Data provided:
——
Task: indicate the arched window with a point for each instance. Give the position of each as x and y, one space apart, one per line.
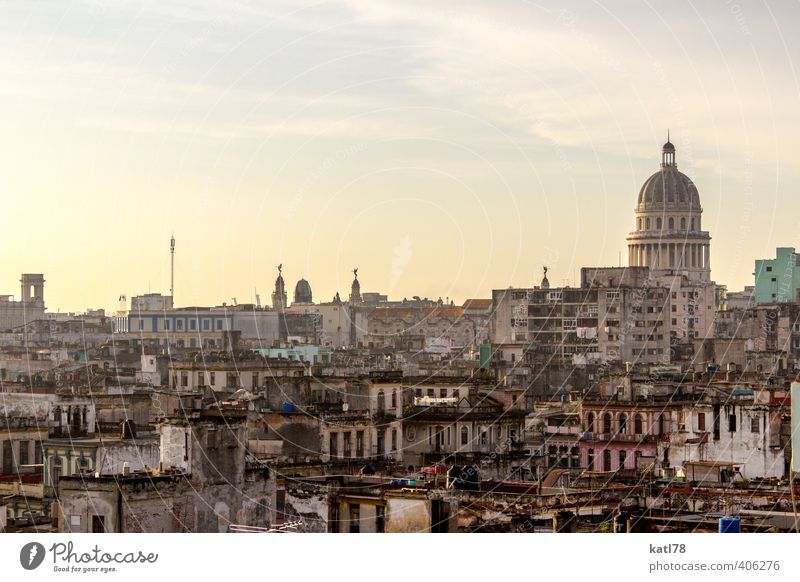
637 424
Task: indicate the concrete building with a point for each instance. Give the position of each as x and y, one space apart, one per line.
151 302
205 483
669 233
744 299
778 280
30 307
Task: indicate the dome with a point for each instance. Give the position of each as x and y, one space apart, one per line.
669 188
302 292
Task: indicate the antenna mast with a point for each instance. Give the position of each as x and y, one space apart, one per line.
172 269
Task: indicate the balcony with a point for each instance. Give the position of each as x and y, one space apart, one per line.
620 438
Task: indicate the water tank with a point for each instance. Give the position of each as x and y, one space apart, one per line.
729 525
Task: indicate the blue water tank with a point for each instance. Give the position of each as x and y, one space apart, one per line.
729 525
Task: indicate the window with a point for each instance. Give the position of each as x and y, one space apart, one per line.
637 424
381 401
212 439
55 471
355 518
98 524
23 453
348 446
380 518
333 447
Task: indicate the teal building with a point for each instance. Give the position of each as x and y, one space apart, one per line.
778 280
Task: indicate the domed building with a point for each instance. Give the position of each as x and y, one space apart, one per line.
302 292
355 289
669 235
279 299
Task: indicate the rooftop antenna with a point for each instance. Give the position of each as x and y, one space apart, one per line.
172 268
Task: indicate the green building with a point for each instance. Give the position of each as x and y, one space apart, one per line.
778 280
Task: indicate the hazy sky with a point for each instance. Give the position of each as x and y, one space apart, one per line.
444 148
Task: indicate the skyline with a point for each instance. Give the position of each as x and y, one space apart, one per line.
444 152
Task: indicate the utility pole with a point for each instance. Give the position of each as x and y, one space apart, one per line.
172 269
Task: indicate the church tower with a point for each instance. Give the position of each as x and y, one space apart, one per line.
279 299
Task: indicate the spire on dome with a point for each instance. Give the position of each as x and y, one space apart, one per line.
668 154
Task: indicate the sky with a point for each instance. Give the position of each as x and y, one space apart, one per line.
444 148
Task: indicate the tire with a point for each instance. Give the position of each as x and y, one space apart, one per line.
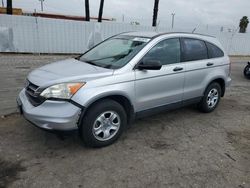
99 122
247 71
211 98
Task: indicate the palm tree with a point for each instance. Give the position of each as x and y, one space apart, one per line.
243 24
155 13
87 17
100 11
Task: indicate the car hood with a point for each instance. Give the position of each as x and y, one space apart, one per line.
66 71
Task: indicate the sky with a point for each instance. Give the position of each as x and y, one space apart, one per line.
188 13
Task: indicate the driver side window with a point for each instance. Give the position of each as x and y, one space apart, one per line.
167 52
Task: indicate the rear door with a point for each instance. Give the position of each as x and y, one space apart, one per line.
197 55
156 88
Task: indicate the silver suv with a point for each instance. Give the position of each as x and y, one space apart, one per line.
127 76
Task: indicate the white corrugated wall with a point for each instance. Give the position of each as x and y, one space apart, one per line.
45 35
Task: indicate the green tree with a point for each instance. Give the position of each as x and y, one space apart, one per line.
156 4
87 17
100 11
243 24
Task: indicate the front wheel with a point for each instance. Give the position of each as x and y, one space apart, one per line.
103 123
247 71
211 98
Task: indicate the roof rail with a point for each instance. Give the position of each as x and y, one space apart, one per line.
183 33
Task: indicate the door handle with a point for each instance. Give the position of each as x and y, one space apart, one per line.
209 64
177 69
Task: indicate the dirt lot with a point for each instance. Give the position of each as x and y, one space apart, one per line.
182 148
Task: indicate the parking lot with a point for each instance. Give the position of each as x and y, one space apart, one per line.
181 148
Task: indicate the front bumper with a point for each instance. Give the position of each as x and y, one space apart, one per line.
50 115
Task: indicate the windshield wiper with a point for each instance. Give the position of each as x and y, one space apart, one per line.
117 56
89 62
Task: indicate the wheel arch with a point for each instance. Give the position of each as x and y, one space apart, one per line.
222 83
124 101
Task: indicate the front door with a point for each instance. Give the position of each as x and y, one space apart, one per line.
155 88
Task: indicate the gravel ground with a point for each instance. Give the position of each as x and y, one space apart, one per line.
181 148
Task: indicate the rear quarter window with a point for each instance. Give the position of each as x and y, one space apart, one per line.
214 51
194 49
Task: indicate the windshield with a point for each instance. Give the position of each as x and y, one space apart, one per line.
114 53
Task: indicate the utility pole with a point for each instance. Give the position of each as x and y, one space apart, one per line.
9 6
41 4
173 14
123 18
100 11
87 17
155 12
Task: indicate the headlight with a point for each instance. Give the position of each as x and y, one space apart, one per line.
62 91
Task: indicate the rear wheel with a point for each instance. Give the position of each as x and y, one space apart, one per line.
103 123
211 98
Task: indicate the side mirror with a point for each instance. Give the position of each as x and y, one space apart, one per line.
149 65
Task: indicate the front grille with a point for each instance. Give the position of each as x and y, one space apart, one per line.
32 94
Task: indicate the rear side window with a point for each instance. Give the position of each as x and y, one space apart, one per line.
214 51
167 52
194 49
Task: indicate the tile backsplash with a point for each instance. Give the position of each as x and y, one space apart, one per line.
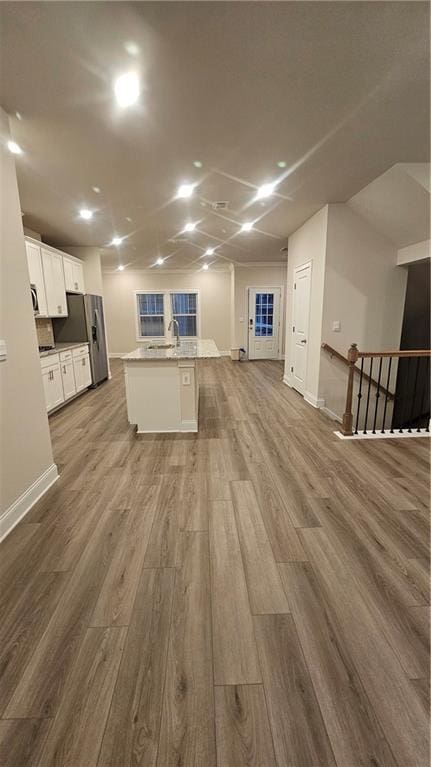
45 334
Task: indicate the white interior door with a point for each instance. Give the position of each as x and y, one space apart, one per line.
263 323
300 325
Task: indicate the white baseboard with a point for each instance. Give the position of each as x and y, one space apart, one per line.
10 518
386 435
333 416
317 402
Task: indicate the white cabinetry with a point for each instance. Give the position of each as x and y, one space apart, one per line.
67 374
52 383
34 262
81 367
73 275
52 264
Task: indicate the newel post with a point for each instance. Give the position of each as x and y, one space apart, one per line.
347 424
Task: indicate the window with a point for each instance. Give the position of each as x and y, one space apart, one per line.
155 311
151 315
184 310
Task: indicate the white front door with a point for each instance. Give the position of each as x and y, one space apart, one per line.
300 323
263 323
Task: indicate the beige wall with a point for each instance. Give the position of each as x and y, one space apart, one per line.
119 298
308 244
248 276
364 291
92 268
25 449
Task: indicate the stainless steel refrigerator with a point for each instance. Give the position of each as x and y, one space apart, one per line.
85 322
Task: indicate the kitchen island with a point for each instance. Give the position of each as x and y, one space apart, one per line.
162 387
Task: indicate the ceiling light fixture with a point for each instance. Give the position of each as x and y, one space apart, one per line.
14 147
126 89
247 227
265 190
185 190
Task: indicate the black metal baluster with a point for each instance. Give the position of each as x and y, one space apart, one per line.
386 395
414 395
359 396
377 395
368 395
406 402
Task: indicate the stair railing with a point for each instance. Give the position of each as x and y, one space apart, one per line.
412 412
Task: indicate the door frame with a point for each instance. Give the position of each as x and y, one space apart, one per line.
289 354
261 288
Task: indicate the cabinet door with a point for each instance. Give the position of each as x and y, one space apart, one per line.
68 274
53 388
68 378
34 262
78 277
54 283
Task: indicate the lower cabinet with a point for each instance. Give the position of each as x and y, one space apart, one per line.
81 366
68 379
53 386
64 375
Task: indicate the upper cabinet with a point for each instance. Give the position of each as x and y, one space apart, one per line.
73 275
52 264
34 261
53 273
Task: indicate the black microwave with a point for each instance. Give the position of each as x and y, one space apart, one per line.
34 300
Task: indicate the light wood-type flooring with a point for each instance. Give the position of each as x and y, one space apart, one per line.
256 594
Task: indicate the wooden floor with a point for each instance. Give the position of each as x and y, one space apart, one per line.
256 594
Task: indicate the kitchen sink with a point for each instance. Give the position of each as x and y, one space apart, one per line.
161 346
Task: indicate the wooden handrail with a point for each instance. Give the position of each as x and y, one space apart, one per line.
342 358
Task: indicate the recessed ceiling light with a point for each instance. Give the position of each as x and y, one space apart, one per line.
14 147
126 89
132 48
185 190
265 190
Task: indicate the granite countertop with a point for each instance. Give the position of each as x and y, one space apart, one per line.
203 348
62 347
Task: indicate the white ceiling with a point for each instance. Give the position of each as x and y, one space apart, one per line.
338 91
397 203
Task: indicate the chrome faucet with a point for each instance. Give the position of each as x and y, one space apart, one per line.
177 333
——
Required action: If a picture appears among the entries, omit it and reproduce everything else exactly.

Solved exercise:
Task: indicate the arched window with a point for each instance. Give the position of each as x and y, one space apart, one per line.
637 424
Task: indicate the concrete building with a point for each instance. Give the position of each as x and y, one space apart, one per line.
151 302
205 483
669 233
744 299
778 280
30 307
Task: indicate the dome with a point for each instance. Give the position of each as x and y, one space apart, one per line.
669 188
302 292
Task: indicate the antenna mast with a point for each instance. Give the position of each as x and y, one space apart, one per line.
172 269
Task: indicate the balcony with a point for each instance. Give the position of each as x and y, one space apart, one per line.
620 438
Task: indicate the water tank with a point for each instance. Give the position of each as x and y, one space apart, one per line.
729 525
Task: indicate the blue water tank with a point for each instance. Give the position of each as x and y, one space apart, one per line.
729 525
Task: indicate the window with a point for each instance. Give the position of each as x and y, one space apart, one per line.
637 424
381 401
212 439
55 471
355 518
98 524
23 453
348 446
380 518
333 447
Task: indicate the teal building with a point for each instance. Give the position of each as x and y, one space apart, one per line.
778 280
Task: indicate the domed building with a point for each instance. Give the position of each as x and y, one space apart, one per line.
302 292
355 289
669 235
279 299
Task: indicate the rooftop antenna with a point for each instance. Give the position of each as x and y, one space apart, one per line.
172 268
Task: indicate the green building with a point for each instance. Give the position of each as x and y, one space apart, one per line.
778 280
Task: indicate the hazy sky with a point for each instance. Give the position of each as x and y, one space apart, one per line.
444 148
Task: indicate the skyline with a point for each instance. Give the position of each as x and y, one space apart, one per line.
444 152
Task: indicate the utility pole with a point for each instance. Give the position of each as x and y, one space apart, one per line.
172 269
Task: indicate the church tower with a point for each instance. Give the position of each as x and y, one space apart, one per line.
279 299
Task: indicate the spire on dome with a point for each instance. Give the position of each as x and y, one space apart, one per line.
668 154
Task: indicate the sky with a point for each instance. Give the position of each as x and y, one space apart, one per line.
444 148
Task: indicate the tire with a point for each instance. Give the position of each as x and y, one space apart, one per line.
99 122
247 71
211 98
Task: indicate the palm tree with a point for each instance. Give the position of each as x and y, one space apart, one per line.
243 24
155 13
87 17
100 11
Task: indicate the car hood with a point for each instance. Give the position of each as x and y, one space apart, one per line.
66 71
Task: indicate the sky with a point for each instance. Give the position of each as x and y, one space apart, one per line.
188 13
Task: indicate the driver side window with a point for each instance. Give the position of each as x and y, one space apart, one per line.
167 52
Task: indicate the rear door with a point for each instance. Give the position of each as x and y, one space apart, one per line.
197 55
156 88
Task: indicate the silver suv with a point for each instance. Give the position of each as x and y, one space apart, one per line.
127 76
Task: indicate the white corrugated wall with a point for each instance. Give the position of each as x and y, one space apart, one per line.
45 35
Task: indicate the green tree with a point for each instance. Give the position of each as x and y, one space apart, one per line.
156 4
87 17
100 11
243 24
Task: indicate the front wheel with a point for each instance. Give the position of each as x and y, one space apart, one per line.
103 123
247 71
211 98
Task: indicate the roof rail with a point for each instance. Give the position of each as x and y, one space apart, one per line.
183 33
Task: indicate the door handle with a point for each instance. Give the position of each as x and y, one space apart, one per line.
209 64
177 69
Task: indicate the dirt lot with a point for each instance. Give the position of each as x and y, one space apart, one per line.
182 148
Task: indicate the parking lot with a point for each instance. Give the position of each as x and y, one space apart, one per line.
181 148
Task: indicate the front bumper with a point for each instance. Give the position of each as x and y, one space apart, one per line.
50 115
Task: indicate the windshield wiper with a point for each instance. Give the position of each as x and y, one space apart, one per line.
117 56
89 62
Task: indicate the wheel arch with a point for each instance. Give the position of each as x and y, one space apart, one per line.
222 83
124 101
Task: indicate the front door with a point for each instance. Give the position of each as x and y, one space apart, one per line.
155 88
Task: indicate the gravel ground with a point for each instance. Give the position of each as x and y, one space apart, one per line.
181 148
Task: indicate the rear quarter window with a point for each instance. Give the position of each as x and y, one space apart, one per line.
214 51
194 49
Task: indicate the windshield with a point for each instance. Give the position of each as x and y, one space apart, one per line.
114 53
Task: indicate the utility pole with a point for each instance. Give the position of each as x and y, one space apart, one per line.
9 6
41 4
173 14
123 18
100 11
87 17
155 12
Task: indicate the headlight with a point for each instance. Give the position of each as x and y, one space apart, one per line.
62 91
Task: indicate the rear wheel with a point for each instance. Give the position of each as x and y, one space apart, one per line.
103 123
211 98
Task: indicate the side mirror with a point for each instance. Give the position of each as x and y, one space apart, one per line.
149 65
Task: indicate the front grille with a point for each instance. Give the position of each as x and y, one space apart, one per line.
32 94
Task: indicate the rear side window with a point for each instance. Give the position of each as x and y, one space apart, one per line.
214 51
167 52
194 49
Task: indicate the tile backsplash with a point for each instance. Give the position of each as x and y, one space apart, one per line.
45 334
Task: indicate the white interior door with a point for each instance. Give the position of each as x and y, one space apart, one per line.
263 323
300 325
Task: indicate the white baseboard with a point for each instance. Give the position of each as x and y, one space apart, one per line.
10 518
386 435
333 416
317 402
Task: indicate the white cabinetry with a point for each instance. Give the position of each as x and y, one space apart, one per line.
67 374
52 383
34 262
81 367
73 275
52 264
Task: indicate the newel post with a point for each instance. Give the position of each as x and y, one space apart, one per line.
347 424
Task: indicate the window with a point for each instance. Give the position of each as x and y, one space apart, one per line.
155 311
151 315
184 310
Task: indicate the white front door with a point for each instance. Give the position of each as x and y, one space apart, one per line.
300 323
263 323
Task: indicate the beige wall with a point for each instance. Give the position of each as x and y, one space apart, one per line.
119 298
308 244
248 276
364 291
92 268
25 449
Task: indicate the stainless steel refrigerator with a point for each instance. Give the position of each as x and y, one space apart, one per line.
85 322
Task: indicate the kitchen island with a point for each instance. Give the position of each as x and y, one space apart, one per line.
162 387
Task: indicate the ceiling light fixture with a point for each instance. Give the position of each as x and y, one space apart, one per line.
14 147
126 89
247 227
265 190
185 190
Task: indicate the black metal baluster with a point for each instance. Give the position of each as x and y, one space apart, one per line.
386 395
414 395
359 396
377 395
368 395
406 402
Task: indicate the stair railing with a point for each instance. Give the position of each as x and y, one space apart, one per line.
412 412
Task: indicate the door frame with a point for each instance. Give the position of each as x and y, one space apart, one per line.
289 354
261 288
Task: indicate the cabinet door with a point for each instance. Give the position of each as x and y, one space apart, one per line.
68 274
53 388
68 378
34 262
78 277
54 283
Task: indicate the lower cabinet with a point for each instance. Give the position of each as x and y, one space apart, one per line.
81 366
68 379
53 386
64 375
Task: indicate the upper cabinet with a point for each instance. Give the position of each as x and y, one space apart, one per line.
73 275
52 264
34 261
53 273
Task: indicate the black microwave with a point for each instance. Give the position of each as x and y, one space apart, one per line.
34 300
Task: indicate the light wood-type flooring with a point for each instance. Give the position of each as x and y, one space apart, one per line.
256 594
Task: indicate the wooden floor with a point for each instance. Give the position of each as x and y, one space apart, one per line.
256 594
Task: indicate the kitchen sink with a point for each instance. Give the position of each as x and y, one space apart, one per line.
161 346
Task: indicate the wooden handrail with a point for each instance. Give the position of each as x and y, one space apart, one per line.
342 358
Task: indicate the recessed ceiling light with a point for each instance. Give the position of each as x and y, one space apart, one per line.
14 147
126 89
132 48
185 190
265 190
Task: indicate the granite countertop with a point for each instance. Give the position of each as x and y, one space apart, one per line.
203 348
62 347
Task: indicate the white ceiling with a point for each instance. Give the position of each as x and y, one space apart, one per line.
338 91
397 203
Task: indicate the chrome faucet with a point for each instance. Give the position of each as x and y, one space apart, one per line.
177 333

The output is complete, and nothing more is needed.